→ DIRECTIVE
Locate every line in the records below that contains the word "field" and copy each of those lines. Treat uppercase and lowercase letters as different.

→ GIVEN RECORDS
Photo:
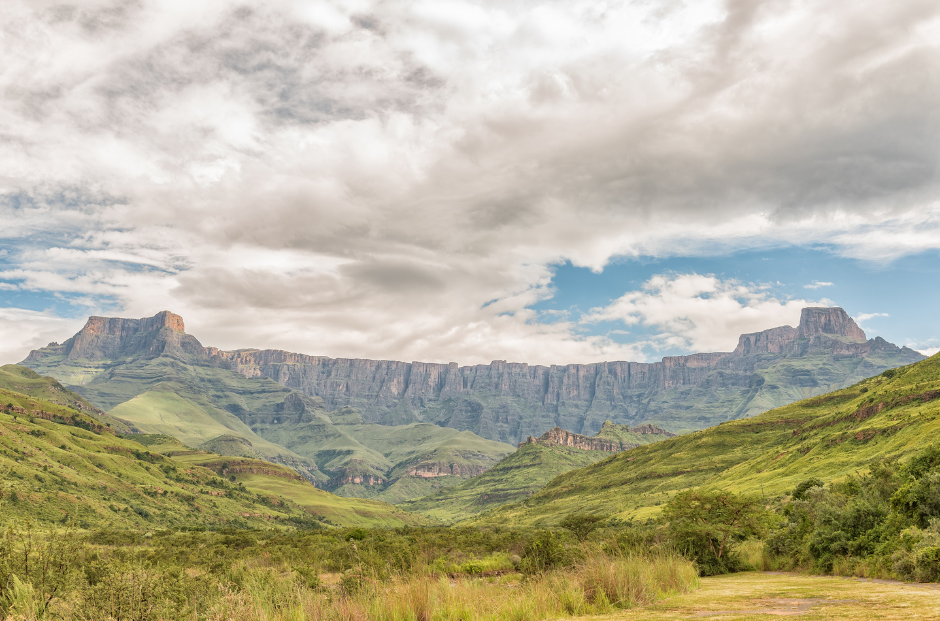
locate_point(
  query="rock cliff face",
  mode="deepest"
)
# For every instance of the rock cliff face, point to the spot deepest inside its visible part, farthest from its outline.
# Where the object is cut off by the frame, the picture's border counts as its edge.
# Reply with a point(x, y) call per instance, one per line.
point(510, 401)
point(562, 437)
point(833, 321)
point(111, 337)
point(606, 440)
point(430, 470)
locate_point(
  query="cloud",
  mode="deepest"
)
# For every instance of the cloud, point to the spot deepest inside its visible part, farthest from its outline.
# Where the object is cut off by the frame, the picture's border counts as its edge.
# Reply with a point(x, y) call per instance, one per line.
point(866, 316)
point(695, 312)
point(361, 178)
point(23, 330)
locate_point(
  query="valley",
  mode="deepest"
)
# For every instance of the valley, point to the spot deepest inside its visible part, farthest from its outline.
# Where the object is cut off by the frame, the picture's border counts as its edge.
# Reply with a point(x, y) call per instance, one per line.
point(352, 511)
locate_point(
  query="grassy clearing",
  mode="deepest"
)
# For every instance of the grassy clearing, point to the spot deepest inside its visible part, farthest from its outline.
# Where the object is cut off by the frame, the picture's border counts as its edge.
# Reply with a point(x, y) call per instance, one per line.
point(754, 595)
point(407, 574)
point(600, 585)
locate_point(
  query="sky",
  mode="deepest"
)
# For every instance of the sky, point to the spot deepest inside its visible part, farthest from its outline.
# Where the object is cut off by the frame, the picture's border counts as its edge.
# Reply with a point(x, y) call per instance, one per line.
point(449, 180)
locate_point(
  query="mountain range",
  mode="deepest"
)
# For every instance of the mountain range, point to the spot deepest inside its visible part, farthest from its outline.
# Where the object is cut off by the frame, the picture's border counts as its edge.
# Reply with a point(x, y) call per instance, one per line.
point(398, 431)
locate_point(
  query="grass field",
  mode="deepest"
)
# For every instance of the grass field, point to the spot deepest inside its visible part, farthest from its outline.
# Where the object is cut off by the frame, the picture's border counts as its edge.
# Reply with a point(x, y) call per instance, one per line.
point(758, 595)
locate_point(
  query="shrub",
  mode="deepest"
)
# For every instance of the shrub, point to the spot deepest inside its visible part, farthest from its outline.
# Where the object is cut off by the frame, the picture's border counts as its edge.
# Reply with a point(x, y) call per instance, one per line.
point(545, 551)
point(582, 525)
point(706, 525)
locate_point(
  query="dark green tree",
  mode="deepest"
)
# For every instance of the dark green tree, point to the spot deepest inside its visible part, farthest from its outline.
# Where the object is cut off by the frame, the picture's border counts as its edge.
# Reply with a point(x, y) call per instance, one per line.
point(706, 525)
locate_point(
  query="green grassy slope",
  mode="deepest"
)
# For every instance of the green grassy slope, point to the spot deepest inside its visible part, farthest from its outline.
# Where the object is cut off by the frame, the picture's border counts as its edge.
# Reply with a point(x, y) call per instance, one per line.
point(381, 461)
point(830, 436)
point(267, 479)
point(160, 380)
point(24, 380)
point(80, 472)
point(622, 434)
point(516, 477)
point(193, 402)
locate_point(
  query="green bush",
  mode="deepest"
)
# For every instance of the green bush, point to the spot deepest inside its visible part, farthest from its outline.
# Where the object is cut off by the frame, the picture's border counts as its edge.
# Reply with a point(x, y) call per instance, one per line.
point(544, 552)
point(705, 525)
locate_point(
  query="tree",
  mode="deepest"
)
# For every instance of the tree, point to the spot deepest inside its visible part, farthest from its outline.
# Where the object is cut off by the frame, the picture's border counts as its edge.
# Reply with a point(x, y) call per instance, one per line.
point(706, 525)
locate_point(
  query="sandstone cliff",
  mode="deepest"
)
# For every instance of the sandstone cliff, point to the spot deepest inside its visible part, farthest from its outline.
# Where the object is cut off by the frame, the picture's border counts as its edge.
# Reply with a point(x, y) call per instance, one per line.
point(612, 438)
point(509, 401)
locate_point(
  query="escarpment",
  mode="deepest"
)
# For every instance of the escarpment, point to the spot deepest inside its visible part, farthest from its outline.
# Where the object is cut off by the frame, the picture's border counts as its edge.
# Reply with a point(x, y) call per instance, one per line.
point(506, 401)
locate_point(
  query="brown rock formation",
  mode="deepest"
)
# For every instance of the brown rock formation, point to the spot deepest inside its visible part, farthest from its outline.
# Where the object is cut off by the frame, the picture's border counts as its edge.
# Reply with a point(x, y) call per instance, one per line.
point(112, 337)
point(562, 437)
point(429, 470)
point(773, 341)
point(652, 430)
point(510, 401)
point(833, 321)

→ REPLY
  query="grass field",
# For every instance of the grass field, point to the spot deepest inside its visible part, farthest from its outline.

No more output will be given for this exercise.